- Required work -
Copy out the items below word for word, but leave out the pictures.
···
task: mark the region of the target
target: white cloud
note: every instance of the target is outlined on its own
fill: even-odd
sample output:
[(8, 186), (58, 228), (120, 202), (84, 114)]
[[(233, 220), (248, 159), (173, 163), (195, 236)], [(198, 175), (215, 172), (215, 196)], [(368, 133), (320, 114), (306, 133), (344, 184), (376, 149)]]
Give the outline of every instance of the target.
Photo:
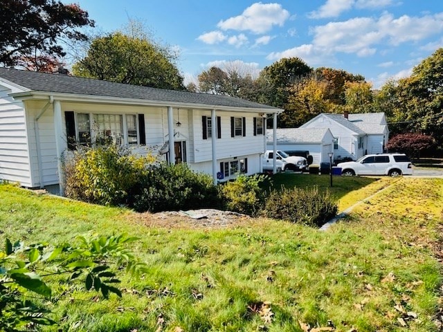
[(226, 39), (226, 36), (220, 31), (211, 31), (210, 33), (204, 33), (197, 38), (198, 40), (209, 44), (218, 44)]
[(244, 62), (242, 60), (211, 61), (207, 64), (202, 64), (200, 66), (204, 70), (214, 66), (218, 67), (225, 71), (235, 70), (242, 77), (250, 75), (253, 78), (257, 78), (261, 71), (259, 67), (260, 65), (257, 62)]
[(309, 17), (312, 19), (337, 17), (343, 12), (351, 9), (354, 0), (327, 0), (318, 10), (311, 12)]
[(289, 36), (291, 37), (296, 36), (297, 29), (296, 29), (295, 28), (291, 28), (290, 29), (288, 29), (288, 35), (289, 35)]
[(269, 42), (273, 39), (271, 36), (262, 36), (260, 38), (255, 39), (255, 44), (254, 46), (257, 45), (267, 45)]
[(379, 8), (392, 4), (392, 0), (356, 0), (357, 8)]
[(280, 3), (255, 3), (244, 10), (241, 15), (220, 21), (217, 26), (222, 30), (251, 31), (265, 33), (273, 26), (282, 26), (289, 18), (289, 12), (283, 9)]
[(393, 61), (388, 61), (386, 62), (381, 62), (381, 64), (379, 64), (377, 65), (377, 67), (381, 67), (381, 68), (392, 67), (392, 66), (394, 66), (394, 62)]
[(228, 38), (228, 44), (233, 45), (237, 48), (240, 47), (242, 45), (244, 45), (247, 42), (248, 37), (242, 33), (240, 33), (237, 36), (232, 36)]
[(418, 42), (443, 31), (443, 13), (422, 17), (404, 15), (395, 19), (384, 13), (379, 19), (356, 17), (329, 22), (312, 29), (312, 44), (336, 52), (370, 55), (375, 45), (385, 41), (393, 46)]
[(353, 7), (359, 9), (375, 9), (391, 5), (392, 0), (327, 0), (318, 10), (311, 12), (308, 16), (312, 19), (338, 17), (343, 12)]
···
- Answer to the problem -
task: mark the region of the target
target: white cloud
note: every instance of the target is outlined on its own
fill: even-odd
sample output:
[(8, 186), (58, 228), (120, 202), (84, 114)]
[[(233, 220), (248, 159), (173, 163), (195, 236)], [(198, 175), (215, 172), (215, 196)], [(368, 133), (320, 114), (306, 133), (344, 184), (376, 149)]]
Give the outline of every instance of the target.
Photo:
[(226, 39), (226, 36), (220, 31), (211, 31), (210, 33), (204, 33), (197, 38), (198, 40), (209, 44), (218, 44)]
[(244, 62), (242, 60), (211, 61), (207, 64), (202, 64), (200, 66), (204, 70), (214, 66), (218, 67), (225, 71), (235, 70), (242, 77), (250, 75), (253, 78), (257, 78), (261, 71), (259, 67), (260, 65), (257, 62)]
[(309, 17), (312, 19), (337, 17), (343, 12), (351, 9), (354, 0), (327, 0), (318, 10), (311, 12)]
[(289, 36), (291, 37), (296, 36), (297, 29), (296, 29), (295, 28), (291, 28), (290, 29), (288, 29), (288, 35), (289, 35)]
[(269, 42), (273, 39), (271, 36), (262, 36), (260, 38), (255, 39), (255, 44), (254, 46), (257, 45), (267, 45)]
[(379, 8), (392, 4), (392, 0), (356, 0), (357, 8)]
[(280, 3), (255, 3), (244, 10), (241, 15), (220, 21), (217, 26), (222, 30), (251, 31), (265, 33), (273, 26), (282, 26), (289, 18), (289, 12), (283, 9)]
[(393, 61), (388, 61), (386, 62), (381, 62), (381, 64), (379, 64), (377, 65), (377, 67), (381, 67), (381, 68), (392, 67), (392, 66), (394, 66), (394, 62)]
[(228, 38), (228, 44), (233, 45), (237, 48), (240, 47), (242, 45), (244, 45), (247, 42), (248, 37), (242, 33), (240, 33), (237, 36), (232, 36)]
[(418, 42), (443, 31), (443, 13), (422, 17), (404, 15), (395, 19), (384, 13), (379, 19), (356, 17), (329, 22), (312, 29), (312, 44), (336, 52), (370, 55), (375, 45), (385, 41), (393, 46)]
[(353, 7), (359, 9), (375, 9), (391, 5), (392, 0), (327, 0), (318, 10), (311, 12), (308, 16), (312, 19), (338, 17), (343, 12)]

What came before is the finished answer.